_Task instructions:_ Return the lines of the records below unchanged, from the line holding "In every <instance>" through the line holding "box: [925, 463, 1261, 583]", inclusive.

_Exercise materials:_
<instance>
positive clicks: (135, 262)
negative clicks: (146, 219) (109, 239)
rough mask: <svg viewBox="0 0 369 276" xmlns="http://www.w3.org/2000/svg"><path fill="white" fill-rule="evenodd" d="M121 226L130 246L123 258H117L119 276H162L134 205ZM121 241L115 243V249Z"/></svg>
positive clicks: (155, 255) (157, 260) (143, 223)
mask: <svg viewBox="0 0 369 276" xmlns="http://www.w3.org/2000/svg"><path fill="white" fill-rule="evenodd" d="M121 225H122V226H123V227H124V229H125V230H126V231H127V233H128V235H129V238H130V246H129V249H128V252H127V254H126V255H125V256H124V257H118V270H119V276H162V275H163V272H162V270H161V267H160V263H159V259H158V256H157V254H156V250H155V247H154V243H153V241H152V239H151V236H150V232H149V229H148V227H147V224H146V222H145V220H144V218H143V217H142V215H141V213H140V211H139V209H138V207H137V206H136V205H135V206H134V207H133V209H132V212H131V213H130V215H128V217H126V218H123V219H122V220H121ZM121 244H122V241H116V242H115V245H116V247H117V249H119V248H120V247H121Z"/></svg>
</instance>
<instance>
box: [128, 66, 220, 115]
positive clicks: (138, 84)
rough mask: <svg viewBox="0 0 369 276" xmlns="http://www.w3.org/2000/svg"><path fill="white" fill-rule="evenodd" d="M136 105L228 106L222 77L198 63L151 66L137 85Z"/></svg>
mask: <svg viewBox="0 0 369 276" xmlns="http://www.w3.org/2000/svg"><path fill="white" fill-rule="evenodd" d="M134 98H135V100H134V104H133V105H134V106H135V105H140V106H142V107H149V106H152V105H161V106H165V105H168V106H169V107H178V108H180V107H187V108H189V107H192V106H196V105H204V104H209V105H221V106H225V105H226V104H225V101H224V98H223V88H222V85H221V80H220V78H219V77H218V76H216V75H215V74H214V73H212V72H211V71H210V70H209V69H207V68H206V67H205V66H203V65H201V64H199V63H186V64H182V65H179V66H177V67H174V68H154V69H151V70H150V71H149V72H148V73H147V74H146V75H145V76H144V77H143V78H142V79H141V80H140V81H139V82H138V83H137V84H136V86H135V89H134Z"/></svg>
...
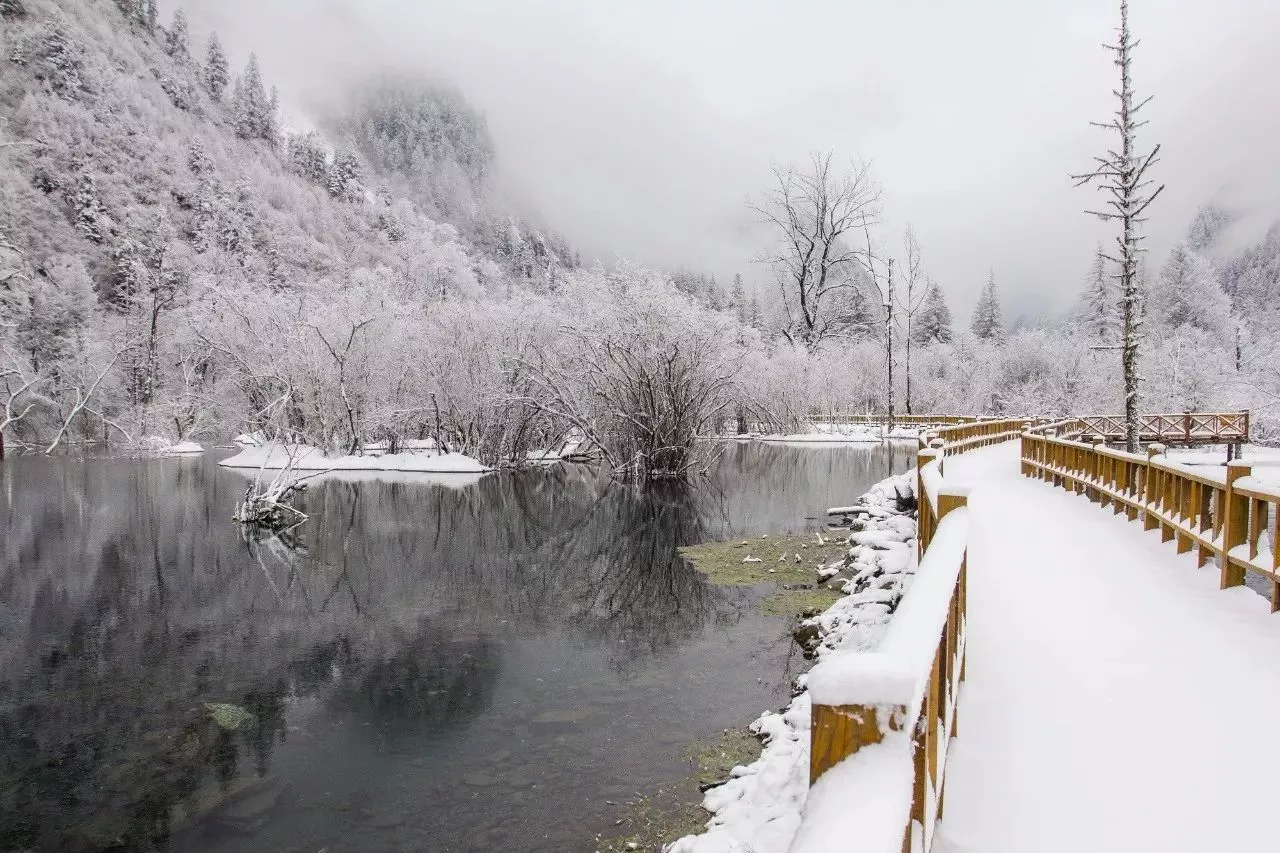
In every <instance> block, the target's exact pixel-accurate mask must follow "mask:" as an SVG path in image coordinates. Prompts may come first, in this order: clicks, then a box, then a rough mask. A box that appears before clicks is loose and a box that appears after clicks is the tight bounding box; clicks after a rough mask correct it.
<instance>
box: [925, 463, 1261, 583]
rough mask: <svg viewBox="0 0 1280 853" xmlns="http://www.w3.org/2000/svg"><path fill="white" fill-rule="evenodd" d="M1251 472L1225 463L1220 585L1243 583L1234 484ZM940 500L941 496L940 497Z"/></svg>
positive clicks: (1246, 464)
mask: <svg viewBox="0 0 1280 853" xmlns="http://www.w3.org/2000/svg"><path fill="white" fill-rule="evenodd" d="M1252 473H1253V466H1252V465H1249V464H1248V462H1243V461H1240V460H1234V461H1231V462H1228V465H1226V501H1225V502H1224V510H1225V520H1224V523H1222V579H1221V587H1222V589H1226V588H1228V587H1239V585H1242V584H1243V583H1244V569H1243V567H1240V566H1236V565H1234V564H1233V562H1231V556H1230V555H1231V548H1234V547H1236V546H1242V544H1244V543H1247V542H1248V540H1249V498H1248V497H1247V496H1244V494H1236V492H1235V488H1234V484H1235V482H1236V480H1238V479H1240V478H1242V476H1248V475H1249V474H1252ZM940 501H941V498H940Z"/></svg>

_Response to the exercise:_
In every <instance> block, the target's exact pixel-accurate mask must follow "mask:" as an SVG path in image coordinates. Prompts may come first, in this order: clicks, then a box, then a rough mask. A box that appears before clicks is loose and a box that appears after clicks is the tight bounding box; clicks after a rough mask correct it.
<instance>
box: [925, 463, 1261, 583]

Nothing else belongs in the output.